WHAT YOU WILL DO: Retype every entry word for word. Omit the pictures.

═══ DATASET ENTRIES ═══

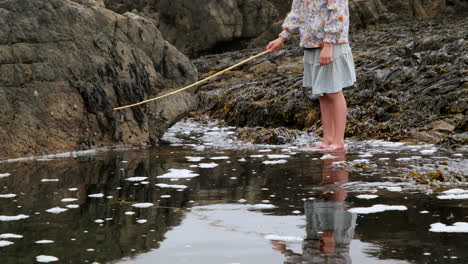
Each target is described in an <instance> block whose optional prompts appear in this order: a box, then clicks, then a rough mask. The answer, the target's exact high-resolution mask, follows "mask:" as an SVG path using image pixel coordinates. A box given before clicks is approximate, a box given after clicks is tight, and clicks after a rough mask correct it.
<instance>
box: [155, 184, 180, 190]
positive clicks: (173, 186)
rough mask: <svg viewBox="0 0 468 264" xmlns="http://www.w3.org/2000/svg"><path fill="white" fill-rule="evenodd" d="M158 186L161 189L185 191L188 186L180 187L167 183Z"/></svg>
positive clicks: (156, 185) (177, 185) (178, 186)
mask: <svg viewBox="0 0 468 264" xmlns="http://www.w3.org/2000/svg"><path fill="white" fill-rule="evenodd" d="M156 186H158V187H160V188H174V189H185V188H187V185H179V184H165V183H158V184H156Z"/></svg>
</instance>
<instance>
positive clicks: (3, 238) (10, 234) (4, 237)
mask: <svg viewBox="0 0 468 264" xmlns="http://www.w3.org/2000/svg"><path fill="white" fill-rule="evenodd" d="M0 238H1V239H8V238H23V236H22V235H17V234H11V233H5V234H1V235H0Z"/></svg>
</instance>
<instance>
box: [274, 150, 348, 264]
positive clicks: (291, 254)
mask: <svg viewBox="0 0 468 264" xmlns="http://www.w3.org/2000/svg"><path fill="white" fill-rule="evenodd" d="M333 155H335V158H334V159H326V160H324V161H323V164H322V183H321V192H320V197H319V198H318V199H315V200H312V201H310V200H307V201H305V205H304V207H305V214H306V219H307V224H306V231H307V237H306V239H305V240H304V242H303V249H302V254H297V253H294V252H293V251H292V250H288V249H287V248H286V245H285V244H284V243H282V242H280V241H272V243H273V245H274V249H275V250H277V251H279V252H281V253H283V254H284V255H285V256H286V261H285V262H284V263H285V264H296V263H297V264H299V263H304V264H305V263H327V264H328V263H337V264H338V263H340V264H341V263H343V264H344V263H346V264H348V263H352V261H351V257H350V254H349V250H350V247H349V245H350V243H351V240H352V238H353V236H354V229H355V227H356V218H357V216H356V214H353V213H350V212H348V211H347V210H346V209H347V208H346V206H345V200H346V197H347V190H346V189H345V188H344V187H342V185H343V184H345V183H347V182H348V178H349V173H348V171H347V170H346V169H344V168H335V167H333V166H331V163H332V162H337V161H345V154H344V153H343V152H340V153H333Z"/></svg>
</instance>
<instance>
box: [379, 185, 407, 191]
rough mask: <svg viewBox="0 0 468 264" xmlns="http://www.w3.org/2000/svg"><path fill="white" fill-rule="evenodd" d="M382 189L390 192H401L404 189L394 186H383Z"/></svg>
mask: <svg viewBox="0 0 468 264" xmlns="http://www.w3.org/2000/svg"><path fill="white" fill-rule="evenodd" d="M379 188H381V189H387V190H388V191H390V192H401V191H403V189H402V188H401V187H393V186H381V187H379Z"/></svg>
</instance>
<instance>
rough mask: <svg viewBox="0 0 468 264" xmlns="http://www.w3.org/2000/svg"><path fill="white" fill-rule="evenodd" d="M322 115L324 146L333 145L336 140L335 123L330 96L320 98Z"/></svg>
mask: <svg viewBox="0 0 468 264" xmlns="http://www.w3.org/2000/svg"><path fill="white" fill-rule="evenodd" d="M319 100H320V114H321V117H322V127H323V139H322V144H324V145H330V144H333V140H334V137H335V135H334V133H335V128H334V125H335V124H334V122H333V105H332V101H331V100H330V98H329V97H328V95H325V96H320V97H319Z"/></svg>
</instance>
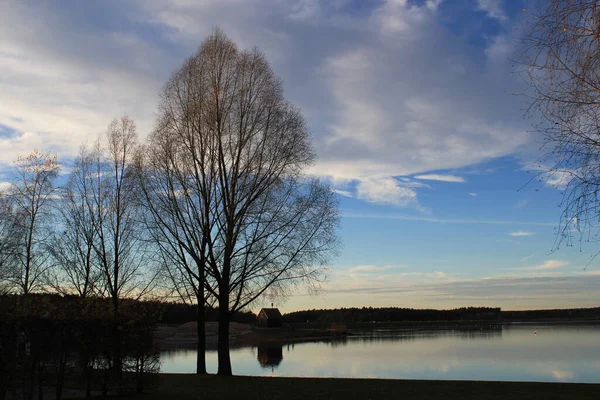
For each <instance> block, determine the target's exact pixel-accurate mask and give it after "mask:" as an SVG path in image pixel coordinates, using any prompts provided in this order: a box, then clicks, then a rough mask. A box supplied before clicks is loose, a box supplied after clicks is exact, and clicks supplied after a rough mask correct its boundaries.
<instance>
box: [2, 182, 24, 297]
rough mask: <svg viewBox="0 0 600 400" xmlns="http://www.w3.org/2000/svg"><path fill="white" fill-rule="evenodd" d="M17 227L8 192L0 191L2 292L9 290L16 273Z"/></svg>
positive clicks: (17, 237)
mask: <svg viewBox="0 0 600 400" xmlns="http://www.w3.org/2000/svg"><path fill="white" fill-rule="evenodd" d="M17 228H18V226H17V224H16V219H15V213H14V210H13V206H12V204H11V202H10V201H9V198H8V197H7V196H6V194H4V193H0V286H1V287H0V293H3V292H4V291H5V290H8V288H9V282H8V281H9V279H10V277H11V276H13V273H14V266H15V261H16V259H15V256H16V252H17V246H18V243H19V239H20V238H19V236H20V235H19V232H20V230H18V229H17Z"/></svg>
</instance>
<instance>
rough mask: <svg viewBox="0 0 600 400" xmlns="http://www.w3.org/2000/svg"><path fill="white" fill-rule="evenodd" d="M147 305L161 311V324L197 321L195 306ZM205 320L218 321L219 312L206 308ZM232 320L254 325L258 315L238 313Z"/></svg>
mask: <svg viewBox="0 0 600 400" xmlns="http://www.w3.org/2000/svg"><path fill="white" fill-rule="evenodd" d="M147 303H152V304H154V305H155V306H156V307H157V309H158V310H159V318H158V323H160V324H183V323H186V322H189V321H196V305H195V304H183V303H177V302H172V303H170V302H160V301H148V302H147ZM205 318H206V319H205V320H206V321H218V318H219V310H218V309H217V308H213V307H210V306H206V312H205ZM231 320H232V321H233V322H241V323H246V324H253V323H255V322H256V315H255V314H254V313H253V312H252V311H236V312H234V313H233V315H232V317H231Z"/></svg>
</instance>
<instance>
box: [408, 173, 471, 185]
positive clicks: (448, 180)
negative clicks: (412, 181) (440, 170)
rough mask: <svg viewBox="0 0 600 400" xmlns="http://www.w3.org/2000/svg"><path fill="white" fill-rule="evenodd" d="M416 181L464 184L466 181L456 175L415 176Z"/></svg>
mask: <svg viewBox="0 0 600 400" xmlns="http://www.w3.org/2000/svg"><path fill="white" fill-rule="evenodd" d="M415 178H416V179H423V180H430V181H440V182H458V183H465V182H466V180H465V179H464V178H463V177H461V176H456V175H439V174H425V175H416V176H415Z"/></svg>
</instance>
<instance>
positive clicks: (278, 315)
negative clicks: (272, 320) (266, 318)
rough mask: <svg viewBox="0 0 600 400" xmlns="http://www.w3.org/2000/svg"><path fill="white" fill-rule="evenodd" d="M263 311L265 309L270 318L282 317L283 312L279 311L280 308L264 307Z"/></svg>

═══

TASK OUTPUT:
Each target is described in an <instance> block whose optional prompts appear in this order: a box, then clicks, then a rough mask. The answer, the target's exact high-resolution mask, follows "mask:" as an SVG path using image pixel coordinates. A box given before clicks is approximate, a box given after clicks is tight, and clicks after a rough mask correct it.
<instance>
box: [155, 184, 180, 190]
positive clicks: (173, 186)
rough mask: <svg viewBox="0 0 468 264" xmlns="http://www.w3.org/2000/svg"><path fill="white" fill-rule="evenodd" d="M158 186L161 189L185 191L188 186L180 187L167 183Z"/></svg>
positive clicks: (156, 185) (177, 185) (178, 186)
mask: <svg viewBox="0 0 468 264" xmlns="http://www.w3.org/2000/svg"><path fill="white" fill-rule="evenodd" d="M156 186H158V187H160V188H174V189H185V188H187V185H179V184H165V183H158V184H156Z"/></svg>
</instance>
<instance>
positive clicks: (3, 238) (10, 234) (4, 237)
mask: <svg viewBox="0 0 468 264" xmlns="http://www.w3.org/2000/svg"><path fill="white" fill-rule="evenodd" d="M0 238H1V239H8V238H23V236H22V235H17V234H11V233H5V234H1V235H0Z"/></svg>
</instance>
<instance>
box: [274, 150, 348, 264]
positive clicks: (291, 254)
mask: <svg viewBox="0 0 468 264" xmlns="http://www.w3.org/2000/svg"><path fill="white" fill-rule="evenodd" d="M333 155H335V158H334V159H326V160H324V161H323V164H322V183H321V192H320V197H319V198H318V199H315V200H312V201H310V200H307V201H305V205H304V207H305V214H306V219H307V224H306V231H307V237H306V239H305V240H304V242H303V249H302V254H297V253H294V252H293V251H292V250H288V249H287V248H286V245H285V244H284V243H282V242H280V241H272V243H273V245H274V249H275V250H277V251H279V252H281V253H283V254H284V255H285V256H286V261H285V262H284V263H285V264H296V263H297V264H299V263H304V264H305V263H327V264H328V263H337V264H338V263H340V264H341V263H343V264H344V263H346V264H348V263H352V261H351V257H350V254H349V250H350V247H349V245H350V243H351V240H352V238H353V236H354V229H355V227H356V218H357V216H356V214H353V213H350V212H348V211H347V210H346V209H347V208H346V206H345V200H346V197H347V190H346V189H345V188H344V187H342V185H343V184H345V183H347V182H348V178H349V173H348V171H347V170H346V169H344V168H335V167H333V166H331V163H332V162H337V161H345V154H344V153H343V152H340V153H333Z"/></svg>
</instance>
<instance>
box: [379, 185, 407, 191]
rough mask: <svg viewBox="0 0 468 264" xmlns="http://www.w3.org/2000/svg"><path fill="white" fill-rule="evenodd" d="M382 189L390 192H401L404 189L394 186H383Z"/></svg>
mask: <svg viewBox="0 0 468 264" xmlns="http://www.w3.org/2000/svg"><path fill="white" fill-rule="evenodd" d="M379 188H381V189H387V190H388V191H390V192H401V191H403V189H402V188H401V187H393V186H381V187H379Z"/></svg>
</instance>
<instance>
rough mask: <svg viewBox="0 0 468 264" xmlns="http://www.w3.org/2000/svg"><path fill="white" fill-rule="evenodd" d="M322 115L324 146L333 145L336 140L335 123L330 96L320 98Z"/></svg>
mask: <svg viewBox="0 0 468 264" xmlns="http://www.w3.org/2000/svg"><path fill="white" fill-rule="evenodd" d="M319 100H320V114H321V117H322V127H323V139H322V144H324V145H330V144H333V140H334V137H335V135H334V133H335V128H334V125H335V124H334V122H333V105H332V101H331V100H330V98H329V97H328V95H325V96H320V97H319Z"/></svg>
</instance>
For each <instance> block, determine the target's exact pixel-accurate mask and give it after "mask:" as an SVG path in image pixel coordinates, using any prompts provided in this order: a box, then clicks, then a rough mask. A box supplied before clicks is loose, a box supplied after clicks is exact, and clicks supplied after a rough mask correct its boundaries.
<instance>
box: [2, 182, 24, 297]
rough mask: <svg viewBox="0 0 600 400" xmlns="http://www.w3.org/2000/svg"><path fill="white" fill-rule="evenodd" d="M17 227L8 192L0 191L2 292L9 290L16 273Z"/></svg>
positive clicks: (17, 237)
mask: <svg viewBox="0 0 600 400" xmlns="http://www.w3.org/2000/svg"><path fill="white" fill-rule="evenodd" d="M17 228H18V226H17V224H16V219H15V213H14V210H13V206H12V204H11V202H10V201H9V198H8V197H7V196H6V194H4V193H0V286H1V287H0V293H3V292H4V291H5V290H8V288H9V282H8V281H9V279H10V277H11V276H13V273H14V266H15V261H16V259H15V256H16V252H17V246H18V243H19V239H20V238H19V236H20V235H19V232H20V230H18V229H17Z"/></svg>
</instance>
<instance>
rough mask: <svg viewBox="0 0 600 400" xmlns="http://www.w3.org/2000/svg"><path fill="white" fill-rule="evenodd" d="M147 305L161 311V324L197 321L195 306ZM205 320L218 321L219 312L206 308ZM232 320L254 325L258 315L238 313Z"/></svg>
mask: <svg viewBox="0 0 600 400" xmlns="http://www.w3.org/2000/svg"><path fill="white" fill-rule="evenodd" d="M147 303H152V304H154V305H155V306H156V307H157V309H158V310H159V318H158V323H160V324H183V323H186V322H189V321H196V305H195V304H183V303H177V302H172V303H170V302H160V301H148V302H147ZM205 318H206V319H205V320H206V321H218V318H219V310H218V309H217V308H213V307H210V306H206V312H205ZM231 320H232V321H233V322H241V323H246V324H253V323H255V322H256V315H255V314H254V313H253V312H252V311H236V312H234V313H233V315H232V317H231Z"/></svg>
</instance>
<instance>
box: [408, 173, 471, 185]
positive clicks: (448, 180)
negative clicks: (412, 181) (440, 170)
rough mask: <svg viewBox="0 0 600 400" xmlns="http://www.w3.org/2000/svg"><path fill="white" fill-rule="evenodd" d="M416 181L464 184L466 181L456 175L415 176Z"/></svg>
mask: <svg viewBox="0 0 600 400" xmlns="http://www.w3.org/2000/svg"><path fill="white" fill-rule="evenodd" d="M415 178H416V179H423V180H430V181H440V182H458V183H465V182H466V180H465V179H464V178H463V177H461V176H456V175H439V174H425V175H416V176H415Z"/></svg>
</instance>
<instance>
positive clicks: (278, 315)
negative clicks: (272, 320) (266, 318)
rough mask: <svg viewBox="0 0 600 400" xmlns="http://www.w3.org/2000/svg"><path fill="white" fill-rule="evenodd" d="M263 311L265 309L270 318L282 317L283 312L279 311L280 308L264 307Z"/></svg>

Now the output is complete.